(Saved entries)
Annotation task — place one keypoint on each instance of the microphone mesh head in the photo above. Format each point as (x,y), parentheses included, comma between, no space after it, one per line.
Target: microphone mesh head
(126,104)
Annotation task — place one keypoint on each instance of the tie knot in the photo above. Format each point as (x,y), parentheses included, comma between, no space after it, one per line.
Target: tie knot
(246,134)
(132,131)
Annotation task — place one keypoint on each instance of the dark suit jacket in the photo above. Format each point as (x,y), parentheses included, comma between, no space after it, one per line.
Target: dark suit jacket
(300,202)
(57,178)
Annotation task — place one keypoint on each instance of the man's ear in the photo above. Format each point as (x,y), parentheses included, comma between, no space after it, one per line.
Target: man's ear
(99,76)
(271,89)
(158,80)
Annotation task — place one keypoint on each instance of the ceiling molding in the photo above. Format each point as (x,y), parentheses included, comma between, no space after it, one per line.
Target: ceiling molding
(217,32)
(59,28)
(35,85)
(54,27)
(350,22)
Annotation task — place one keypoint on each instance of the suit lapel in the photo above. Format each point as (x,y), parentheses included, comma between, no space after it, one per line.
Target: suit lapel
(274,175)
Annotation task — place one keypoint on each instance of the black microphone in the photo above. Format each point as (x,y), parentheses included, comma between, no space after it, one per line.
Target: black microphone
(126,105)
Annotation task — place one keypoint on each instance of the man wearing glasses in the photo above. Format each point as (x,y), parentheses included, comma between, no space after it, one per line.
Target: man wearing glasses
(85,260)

▸ Try it
Copy out the records above without altering anything.

▸ Result below
Annotation task — place one keypoint on each instance of the microphone mesh head in the photo above. Format each point as (x,y), parentheses included, comma between, no space after it, one per line.
Target: microphone mesh head
(126,104)
Annotation task — place one keypoint on each instance of the tie knot in the photo above. Format each point as (x,y), parentheses included, comma between, no space after it, one per line.
Target: tie knot
(246,134)
(132,131)
Annotation task — place one keypoint on each instance of the dark suit jacket in the photo above. Format each point as (x,y), parentheses included, comma between, no space after it, one per line.
Target: dark suit jacket
(300,202)
(57,178)
Annotation task — place one keypoint on each instance of the man's ear in the photo above. Format each point as (x,y), parentheses included, comma between, no space after it, one per line.
Target: man's ear
(99,76)
(271,89)
(158,80)
Annotation task — place one keypoint on each instance of the ceiling molding in the photo above. Format each point as (x,y), parentheses included, comma between, no space after it, one per line.
Target: ceiling molding
(217,32)
(59,28)
(35,85)
(54,27)
(350,22)
Annotation task — place one keypoint on each instance of the suit lapel in the photo above. Format each point as (x,y), parentheses included, comma between, no space after it, one per line.
Target: suit lapel
(274,175)
Annotation task — place one keypoint on each instance of the black microphone in the photo above. Format each point as (x,y), parentheses included, comma between, no space after it, one per line.
Target: black microphone
(126,105)
Annotation task — place one keypoint on each instance of the man wearing glasses in the photo above. Format each point as (x,y), parentheses included, comma between, no space after it, one per line.
Target: man wearing glasses
(85,260)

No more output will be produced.